Text to read:
It might be worthwhile to beef up the odd check to account for
anything 7 bytes or less. To address it you could do something along
the lines of:
    unaligned = 7 & (unsigned long) buff;
    if (unaligned) {
        shift = unaligned * 8;
        temp64 = (*(unsigned long)buff >> shift) << shift;
        buff += 8 - unaligned;
        if (len < 8 - unaligned) {
            shift = (8 - len - unaligned) * 8;
            temp64 <<= shift;
            temp64 >>= shift;
            len = 0;
        } else {
            len -= 8 - unaligned;
        }
        result += temp64;
        result += result < temp64;
   }

Then the check for odd at the end would have to be updated to check
for the lsb of the "unaligned" value, or you could just do away with
the conditional check and just rotate the final result by "unaligned *
8" before folding the value down to 32b.

> -       count = len >> 1;               /* nr of 16-bit words.. */
> -       if (count) {
> -               if (2 & (unsigned long) buff) {
> -                       result += *(unsigned short *)buff;
> -                       count--;
> -                       len -= 2;
> -                       buff += 2;
> -               }
> -               count >>= 1;            /* nr of 32-bit words.. */
> -               if (count) {
> -                       unsigned long zero;
> -                       unsigned count64;
> -                       if (4 & (unsigned long) buff) {
> -                               result += *(unsigned int *) buff;
> -                               count--;
> -                               len -= 4;
> -                               buff += 4;
> -                       }
> -                       count >>= 1;    /* nr of 64-bit words.. */
> -
> -                       /* main loop using 64byte blocks */
> -                       zero = 0;
> -                       count64 = count >> 3;
> -                       while (count64) {
> -                               asm("addq 0*8(%[src]),%[res]\n\t"
> -                                   "adcq 1*8(%[src]),%[res]\n\t"
> -                                   "adcq 2*8(%[src]),%[res]\n\t"
> -                                   "adcq 3*8(%[src]),%[res]\n\t"
> -                                   "adcq 4*8(%[src]),%[res]\n\t"
> -                                   "adcq 5*8(%[src]),%[res]\n\t"
> -                                   "adcq 6*8(%[src]),%[res]\n\t"
> -                                   "adcq 7*8(%[src]),%[res]\n\t"
> -                                   "adcq %[zero],%[res]"
> -                                   : [res] "=r" (result)

Dataset extract:
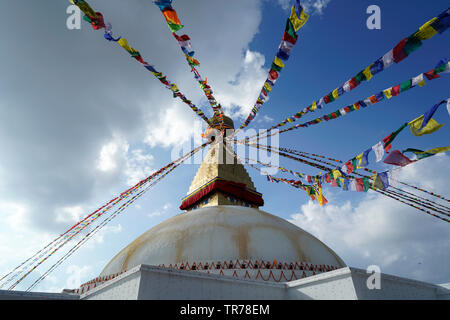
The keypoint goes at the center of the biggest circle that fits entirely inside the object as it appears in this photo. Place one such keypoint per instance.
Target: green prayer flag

Work to do:
- 1) In the checksum discussion, what is the proposed code meant to handle, and what would then need to change about the check for odd at the end? Answer in one to three sentences.
- 2) Carry on the checksum discussion from the point where it stops.
The lines are not needed for any of this work.

Set of answers:
- 1) The proposed code is meant to strengthen the odd check so that it accounts for anything 7 bytes or less. Once it is added, the check for odd at the end would have to test the lsb of the "unaligned" value. Alternatively, the conditional check could be dropped and the final result rotated by "unaligned * 8" before it is folded down to 32b.

- 2)
> -                                   : [src] "r" (buff), [zero] "r" (zero),
> -                                   "[res]" (result));
> -                               buff += 64;
> -                               count64--;
> -                       }
> -
> -                       /* last up to 7 8byte blocks */
> -                       count %= 8;
> -                       while (count) {
> -                               asm("addq %1,%0\n\t"
> -                                   "adcq %2,%0\n"
> -                                           : "=r" (result)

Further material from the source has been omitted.